▶ **Problem**: Note each line in the data holding the string "below" and report it.

[Image point grounding data]
#####

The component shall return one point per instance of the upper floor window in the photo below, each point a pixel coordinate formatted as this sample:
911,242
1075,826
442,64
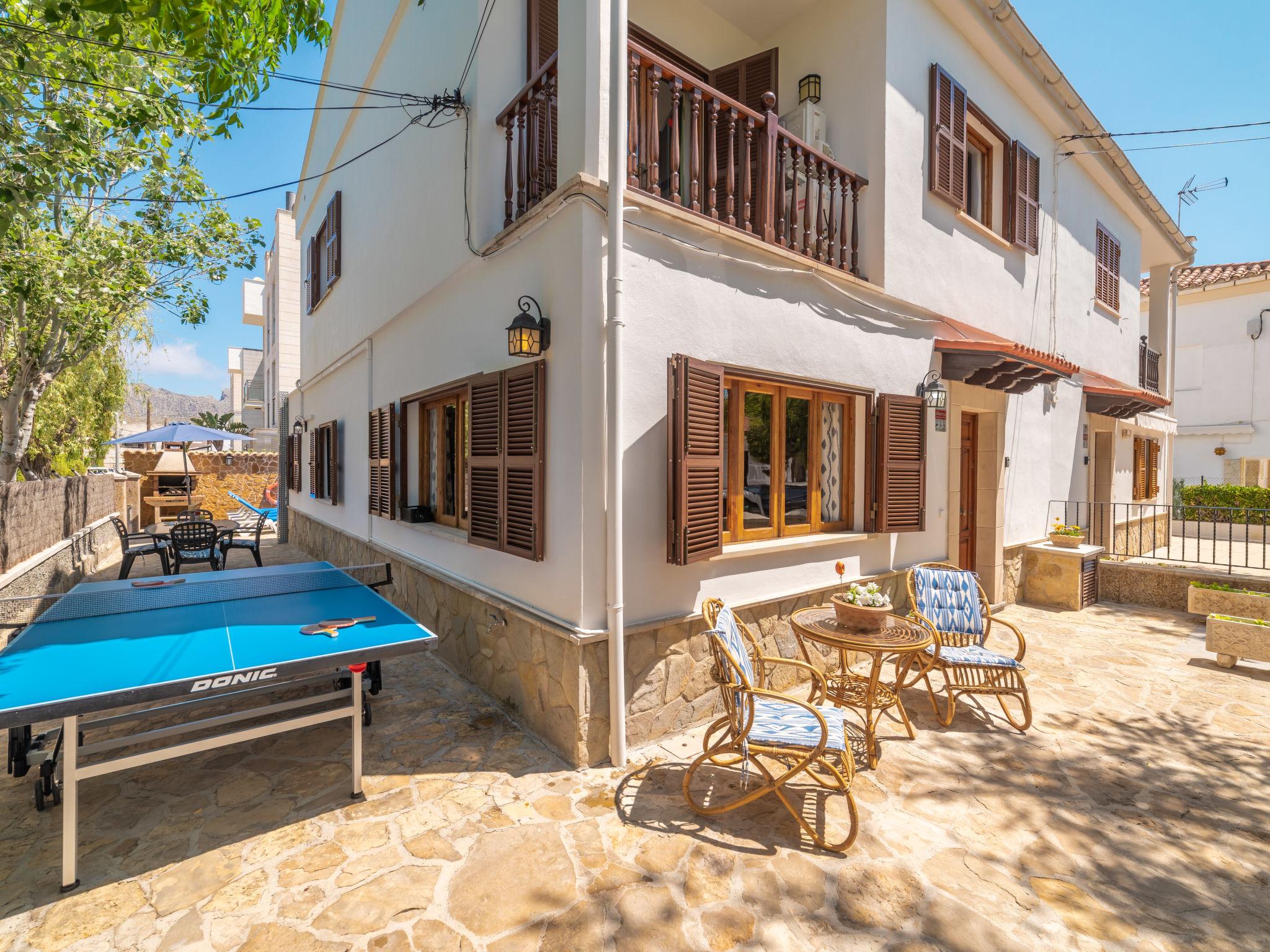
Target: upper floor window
977,168
1106,270
324,258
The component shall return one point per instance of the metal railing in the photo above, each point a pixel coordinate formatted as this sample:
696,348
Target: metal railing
1225,537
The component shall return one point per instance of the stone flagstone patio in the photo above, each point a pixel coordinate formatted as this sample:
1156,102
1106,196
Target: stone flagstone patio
1134,815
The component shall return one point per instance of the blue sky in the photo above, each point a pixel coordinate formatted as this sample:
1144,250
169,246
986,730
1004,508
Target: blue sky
1140,64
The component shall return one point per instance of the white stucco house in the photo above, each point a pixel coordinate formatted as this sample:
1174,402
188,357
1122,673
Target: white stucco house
1222,366
817,207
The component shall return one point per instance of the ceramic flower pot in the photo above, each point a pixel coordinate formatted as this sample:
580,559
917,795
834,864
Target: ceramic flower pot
1066,541
859,617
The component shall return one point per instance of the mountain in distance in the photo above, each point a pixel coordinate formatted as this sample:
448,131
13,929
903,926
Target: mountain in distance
167,407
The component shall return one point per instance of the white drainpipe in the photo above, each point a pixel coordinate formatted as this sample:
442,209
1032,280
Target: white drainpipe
614,450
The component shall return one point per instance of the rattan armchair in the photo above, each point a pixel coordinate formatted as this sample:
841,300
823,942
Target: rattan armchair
803,736
953,604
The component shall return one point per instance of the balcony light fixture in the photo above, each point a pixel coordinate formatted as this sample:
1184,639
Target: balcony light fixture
527,337
935,394
809,88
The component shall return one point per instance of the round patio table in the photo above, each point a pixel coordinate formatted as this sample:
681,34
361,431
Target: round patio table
900,640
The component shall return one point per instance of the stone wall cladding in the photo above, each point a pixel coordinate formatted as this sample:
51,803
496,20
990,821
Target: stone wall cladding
554,685
670,669
249,475
65,565
40,513
1162,586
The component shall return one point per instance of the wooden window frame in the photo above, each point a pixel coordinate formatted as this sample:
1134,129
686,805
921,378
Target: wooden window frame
1105,272
737,386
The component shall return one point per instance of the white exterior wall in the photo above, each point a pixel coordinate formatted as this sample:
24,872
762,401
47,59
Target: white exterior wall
1223,377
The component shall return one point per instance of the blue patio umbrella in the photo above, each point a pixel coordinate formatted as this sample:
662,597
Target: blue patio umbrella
183,433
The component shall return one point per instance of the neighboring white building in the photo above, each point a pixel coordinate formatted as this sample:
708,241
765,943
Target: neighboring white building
1222,366
773,346
247,397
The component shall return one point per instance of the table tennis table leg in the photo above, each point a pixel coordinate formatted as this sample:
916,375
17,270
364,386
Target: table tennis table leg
356,714
70,801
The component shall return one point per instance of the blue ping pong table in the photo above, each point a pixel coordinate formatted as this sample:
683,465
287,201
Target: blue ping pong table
216,638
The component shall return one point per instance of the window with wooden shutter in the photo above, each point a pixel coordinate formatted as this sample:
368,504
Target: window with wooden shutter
901,464
1025,198
522,460
695,460
313,465
334,242
1140,469
948,136
486,461
381,454
1106,281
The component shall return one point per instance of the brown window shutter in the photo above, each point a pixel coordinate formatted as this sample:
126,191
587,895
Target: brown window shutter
901,461
948,136
523,416
1025,197
333,239
695,461
544,32
486,460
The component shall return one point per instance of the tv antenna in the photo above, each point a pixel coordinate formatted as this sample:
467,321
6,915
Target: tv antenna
1189,193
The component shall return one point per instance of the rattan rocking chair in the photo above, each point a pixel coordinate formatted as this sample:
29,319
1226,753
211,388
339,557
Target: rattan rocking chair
951,602
804,736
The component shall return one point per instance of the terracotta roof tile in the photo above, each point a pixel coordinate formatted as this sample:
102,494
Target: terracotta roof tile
1203,275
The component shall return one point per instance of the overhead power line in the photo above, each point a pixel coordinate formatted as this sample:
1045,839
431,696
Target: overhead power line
166,55
1166,133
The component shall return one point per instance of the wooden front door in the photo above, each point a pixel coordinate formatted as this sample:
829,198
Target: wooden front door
969,490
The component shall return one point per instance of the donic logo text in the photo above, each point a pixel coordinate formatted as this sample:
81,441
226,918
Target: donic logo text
228,679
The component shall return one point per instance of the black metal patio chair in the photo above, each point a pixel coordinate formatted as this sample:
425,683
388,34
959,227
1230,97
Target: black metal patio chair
139,544
195,542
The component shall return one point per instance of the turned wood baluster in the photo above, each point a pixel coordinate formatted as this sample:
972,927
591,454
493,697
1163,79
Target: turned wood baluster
730,186
821,238
781,145
633,126
713,162
855,227
695,135
508,208
676,97
807,205
654,140
521,144
797,162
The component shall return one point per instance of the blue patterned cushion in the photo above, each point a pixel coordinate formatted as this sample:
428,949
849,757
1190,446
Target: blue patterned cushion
783,723
973,654
729,632
950,599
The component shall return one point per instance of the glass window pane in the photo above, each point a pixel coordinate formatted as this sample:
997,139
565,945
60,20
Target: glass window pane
798,415
758,461
832,420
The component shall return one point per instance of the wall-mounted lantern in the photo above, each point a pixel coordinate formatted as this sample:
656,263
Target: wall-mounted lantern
809,88
934,392
527,337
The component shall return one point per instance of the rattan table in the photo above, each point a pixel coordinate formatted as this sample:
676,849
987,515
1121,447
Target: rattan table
900,640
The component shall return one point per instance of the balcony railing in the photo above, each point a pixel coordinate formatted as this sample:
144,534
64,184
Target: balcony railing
530,126
1148,367
699,149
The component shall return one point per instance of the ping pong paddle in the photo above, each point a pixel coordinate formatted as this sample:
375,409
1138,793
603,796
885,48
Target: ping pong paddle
331,626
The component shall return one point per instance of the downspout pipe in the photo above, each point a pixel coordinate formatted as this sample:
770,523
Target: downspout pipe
614,444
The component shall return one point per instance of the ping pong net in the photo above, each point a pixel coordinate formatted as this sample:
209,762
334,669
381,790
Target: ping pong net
205,588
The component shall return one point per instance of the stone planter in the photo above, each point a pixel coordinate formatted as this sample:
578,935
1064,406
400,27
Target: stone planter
1232,639
1240,604
859,617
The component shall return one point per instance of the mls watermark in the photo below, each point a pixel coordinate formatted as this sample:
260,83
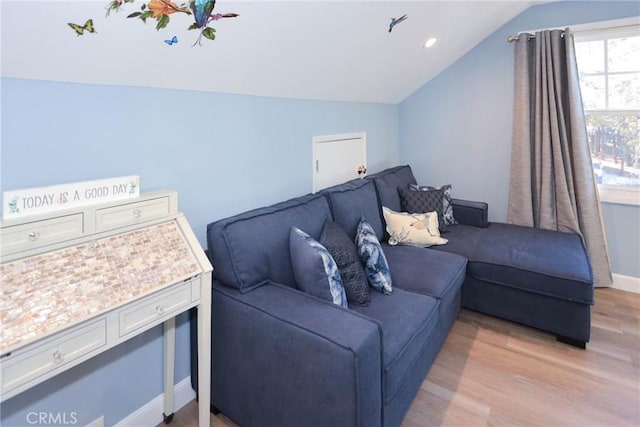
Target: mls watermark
52,418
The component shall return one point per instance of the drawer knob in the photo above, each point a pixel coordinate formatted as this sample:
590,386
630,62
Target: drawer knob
58,356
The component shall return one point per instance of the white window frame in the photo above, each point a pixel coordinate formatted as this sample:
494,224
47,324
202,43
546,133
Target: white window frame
598,31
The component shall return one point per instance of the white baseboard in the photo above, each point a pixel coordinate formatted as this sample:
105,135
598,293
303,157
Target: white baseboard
150,414
626,283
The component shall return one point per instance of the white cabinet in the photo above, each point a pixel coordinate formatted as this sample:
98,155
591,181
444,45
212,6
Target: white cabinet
33,235
78,282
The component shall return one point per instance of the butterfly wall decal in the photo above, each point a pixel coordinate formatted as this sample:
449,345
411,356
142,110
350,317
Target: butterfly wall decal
201,11
80,29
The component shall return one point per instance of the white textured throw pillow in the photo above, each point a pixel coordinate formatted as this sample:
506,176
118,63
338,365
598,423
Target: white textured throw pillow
418,229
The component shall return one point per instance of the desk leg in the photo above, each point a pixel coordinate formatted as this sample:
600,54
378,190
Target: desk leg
204,351
169,364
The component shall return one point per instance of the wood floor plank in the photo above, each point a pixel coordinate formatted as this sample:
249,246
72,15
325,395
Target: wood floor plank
492,372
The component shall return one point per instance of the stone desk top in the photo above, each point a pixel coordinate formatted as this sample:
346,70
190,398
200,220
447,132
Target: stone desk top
45,293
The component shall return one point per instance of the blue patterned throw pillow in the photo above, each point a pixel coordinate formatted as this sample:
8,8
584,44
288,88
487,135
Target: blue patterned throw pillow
372,255
447,207
314,269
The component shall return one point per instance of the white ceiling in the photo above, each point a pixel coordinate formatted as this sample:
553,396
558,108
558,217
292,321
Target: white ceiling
330,50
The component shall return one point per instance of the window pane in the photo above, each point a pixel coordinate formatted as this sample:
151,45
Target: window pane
590,56
624,54
615,149
593,92
624,91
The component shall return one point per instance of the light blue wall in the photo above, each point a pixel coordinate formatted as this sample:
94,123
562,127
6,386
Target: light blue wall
223,154
457,127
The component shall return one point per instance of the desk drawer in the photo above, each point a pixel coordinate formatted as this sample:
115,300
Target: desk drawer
131,213
155,309
38,360
39,233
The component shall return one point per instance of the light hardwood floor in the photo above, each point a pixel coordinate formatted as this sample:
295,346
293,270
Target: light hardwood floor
492,372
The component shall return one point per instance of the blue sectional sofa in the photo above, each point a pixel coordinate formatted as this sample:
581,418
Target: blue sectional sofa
282,357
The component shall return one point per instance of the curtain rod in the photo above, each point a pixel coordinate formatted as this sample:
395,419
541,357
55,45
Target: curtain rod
513,38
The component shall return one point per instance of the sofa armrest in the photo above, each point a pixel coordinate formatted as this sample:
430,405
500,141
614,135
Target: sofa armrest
282,357
468,212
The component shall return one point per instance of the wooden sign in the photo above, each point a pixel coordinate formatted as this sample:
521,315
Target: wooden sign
40,200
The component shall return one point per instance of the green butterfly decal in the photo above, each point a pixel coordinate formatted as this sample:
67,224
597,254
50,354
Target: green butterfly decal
80,29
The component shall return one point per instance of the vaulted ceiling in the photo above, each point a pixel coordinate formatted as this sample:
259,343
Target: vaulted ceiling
330,50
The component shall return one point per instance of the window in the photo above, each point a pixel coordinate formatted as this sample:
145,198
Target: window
609,67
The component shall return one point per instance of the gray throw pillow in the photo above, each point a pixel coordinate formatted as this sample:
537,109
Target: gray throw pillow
423,202
447,205
343,251
314,269
373,258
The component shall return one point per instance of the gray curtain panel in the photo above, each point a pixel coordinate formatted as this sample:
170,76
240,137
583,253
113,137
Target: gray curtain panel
552,183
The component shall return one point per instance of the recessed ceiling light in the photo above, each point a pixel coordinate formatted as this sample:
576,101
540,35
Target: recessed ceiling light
430,42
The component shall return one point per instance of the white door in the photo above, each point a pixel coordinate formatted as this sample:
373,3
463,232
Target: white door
338,158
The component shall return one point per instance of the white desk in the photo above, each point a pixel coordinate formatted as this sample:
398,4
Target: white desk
78,282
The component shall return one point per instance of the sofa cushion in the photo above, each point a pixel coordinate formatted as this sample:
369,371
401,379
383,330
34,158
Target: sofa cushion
424,201
541,261
412,229
407,321
251,248
351,201
387,183
373,258
314,269
462,240
343,251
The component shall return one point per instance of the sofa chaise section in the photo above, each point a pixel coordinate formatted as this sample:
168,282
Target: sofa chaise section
539,278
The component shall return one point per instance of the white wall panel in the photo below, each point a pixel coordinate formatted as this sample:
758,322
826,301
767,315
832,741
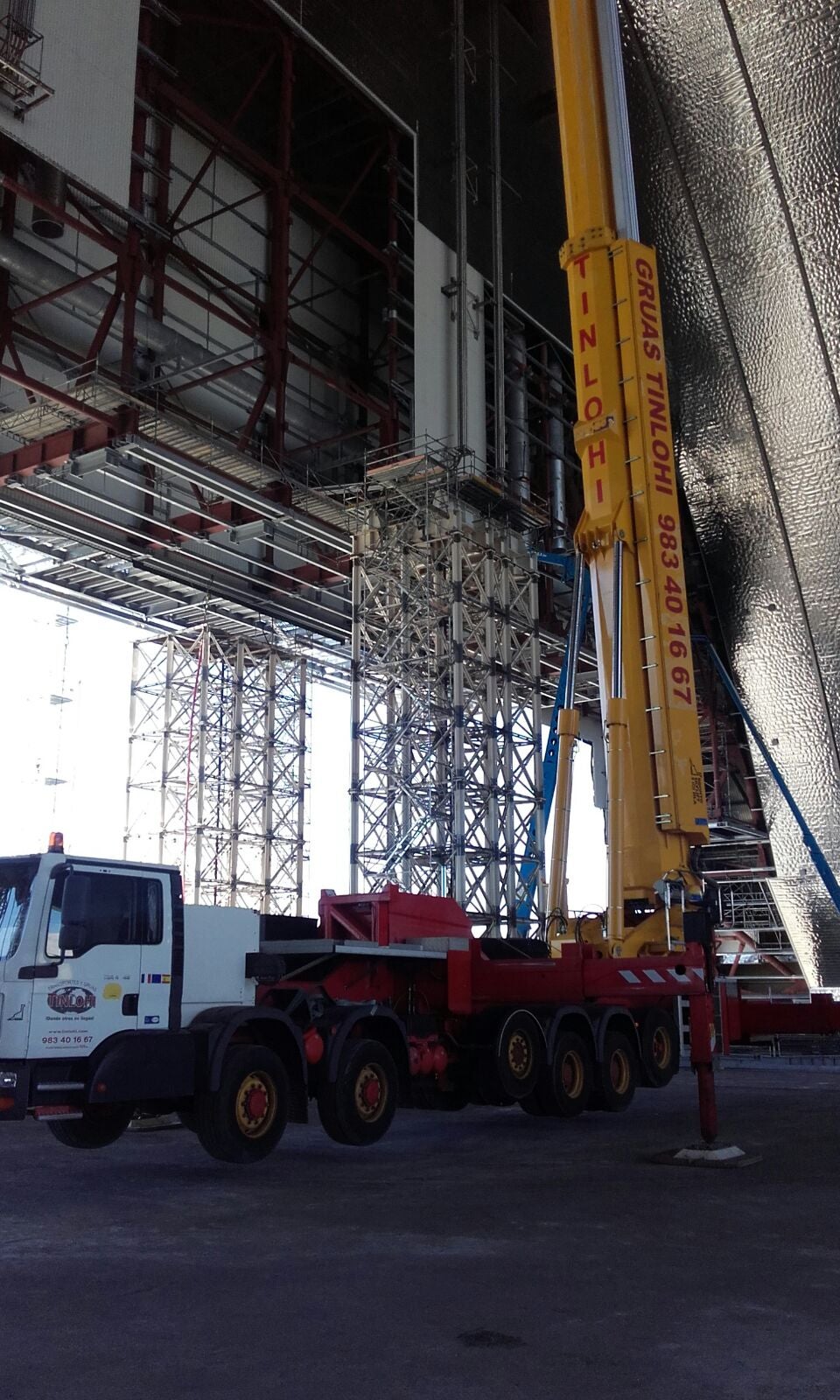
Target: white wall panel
436,382
90,55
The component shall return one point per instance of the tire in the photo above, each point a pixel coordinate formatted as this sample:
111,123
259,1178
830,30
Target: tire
520,1054
660,1049
100,1127
573,1074
245,1117
616,1074
357,1110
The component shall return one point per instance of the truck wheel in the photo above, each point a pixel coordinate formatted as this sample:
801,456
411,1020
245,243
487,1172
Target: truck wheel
660,1049
100,1126
244,1119
573,1071
520,1054
618,1074
357,1110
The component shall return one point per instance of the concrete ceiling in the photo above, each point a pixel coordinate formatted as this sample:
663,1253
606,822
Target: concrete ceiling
737,151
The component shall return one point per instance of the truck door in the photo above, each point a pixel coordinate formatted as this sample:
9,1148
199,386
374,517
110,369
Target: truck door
156,959
95,990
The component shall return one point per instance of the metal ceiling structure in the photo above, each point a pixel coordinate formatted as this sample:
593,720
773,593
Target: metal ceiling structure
734,114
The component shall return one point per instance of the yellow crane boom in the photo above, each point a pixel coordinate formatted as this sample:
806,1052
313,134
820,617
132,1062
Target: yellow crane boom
629,534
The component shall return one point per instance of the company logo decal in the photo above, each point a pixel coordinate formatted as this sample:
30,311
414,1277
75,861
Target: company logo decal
70,1000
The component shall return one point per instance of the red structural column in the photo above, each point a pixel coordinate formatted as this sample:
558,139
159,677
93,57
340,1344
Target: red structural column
702,1033
279,252
130,256
389,426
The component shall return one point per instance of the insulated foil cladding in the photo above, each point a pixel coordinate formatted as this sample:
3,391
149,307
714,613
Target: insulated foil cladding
734,109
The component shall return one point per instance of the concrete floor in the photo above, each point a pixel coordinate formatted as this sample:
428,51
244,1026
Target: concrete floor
466,1256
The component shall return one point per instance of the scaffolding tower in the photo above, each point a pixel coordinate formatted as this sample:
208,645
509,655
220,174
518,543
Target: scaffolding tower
445,690
217,769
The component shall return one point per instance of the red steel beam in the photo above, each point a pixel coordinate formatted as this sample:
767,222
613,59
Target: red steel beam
280,251
62,291
342,385
217,144
335,219
53,450
46,391
104,240
216,374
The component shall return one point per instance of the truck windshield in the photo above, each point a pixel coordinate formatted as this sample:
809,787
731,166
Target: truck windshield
16,882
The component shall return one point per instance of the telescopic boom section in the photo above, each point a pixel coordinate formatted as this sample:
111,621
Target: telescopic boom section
629,534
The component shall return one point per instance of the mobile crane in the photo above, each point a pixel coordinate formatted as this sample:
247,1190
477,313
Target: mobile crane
116,998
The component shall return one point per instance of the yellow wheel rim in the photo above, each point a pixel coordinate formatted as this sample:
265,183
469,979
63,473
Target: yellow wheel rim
571,1074
256,1105
662,1049
520,1054
370,1094
620,1071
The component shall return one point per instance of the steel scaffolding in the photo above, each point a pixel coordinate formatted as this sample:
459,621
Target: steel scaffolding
445,692
217,769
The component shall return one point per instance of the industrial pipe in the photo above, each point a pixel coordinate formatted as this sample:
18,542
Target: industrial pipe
517,415
556,436
44,276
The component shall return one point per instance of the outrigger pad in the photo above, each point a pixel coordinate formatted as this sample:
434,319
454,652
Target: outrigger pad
704,1154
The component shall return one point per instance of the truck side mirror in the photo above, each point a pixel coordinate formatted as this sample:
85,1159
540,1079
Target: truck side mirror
74,931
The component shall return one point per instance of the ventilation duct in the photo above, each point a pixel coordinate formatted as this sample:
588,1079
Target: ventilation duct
51,186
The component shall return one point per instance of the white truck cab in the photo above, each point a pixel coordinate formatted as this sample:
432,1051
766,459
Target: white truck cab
116,998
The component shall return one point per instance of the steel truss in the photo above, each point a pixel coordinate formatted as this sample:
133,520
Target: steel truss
97,347
445,693
217,769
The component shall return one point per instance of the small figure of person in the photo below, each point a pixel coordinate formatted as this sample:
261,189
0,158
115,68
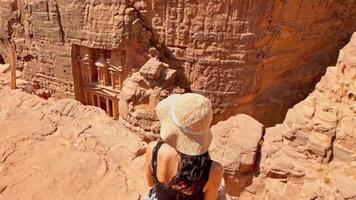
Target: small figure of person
178,167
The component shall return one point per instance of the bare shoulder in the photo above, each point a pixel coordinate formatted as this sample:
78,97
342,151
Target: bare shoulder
149,148
151,145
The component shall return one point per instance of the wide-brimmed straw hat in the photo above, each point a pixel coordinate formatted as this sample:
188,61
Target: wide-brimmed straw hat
185,122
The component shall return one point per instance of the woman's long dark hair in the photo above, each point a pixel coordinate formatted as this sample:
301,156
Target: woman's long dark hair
193,173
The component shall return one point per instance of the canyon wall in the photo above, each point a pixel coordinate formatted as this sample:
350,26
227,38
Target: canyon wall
253,57
311,155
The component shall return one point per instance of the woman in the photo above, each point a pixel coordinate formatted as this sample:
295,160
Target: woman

#####

▶ **Exercise output**:
The component shall return one point per instance of the upper floor window in the photo below, each point a pixel coordinate formatted as this sample:
The component shall return one point per instance of the mls watermark in the photo below, each point a pixel coordinate formatted as this sample:
The component shall return one point per instance of the white wall panel in the photo below, each point a pixel coordinate formatted as this sample:
The component shall return one point per instance of the small figure of person in the photo below, each point a pixel coordinate formatted as this sample:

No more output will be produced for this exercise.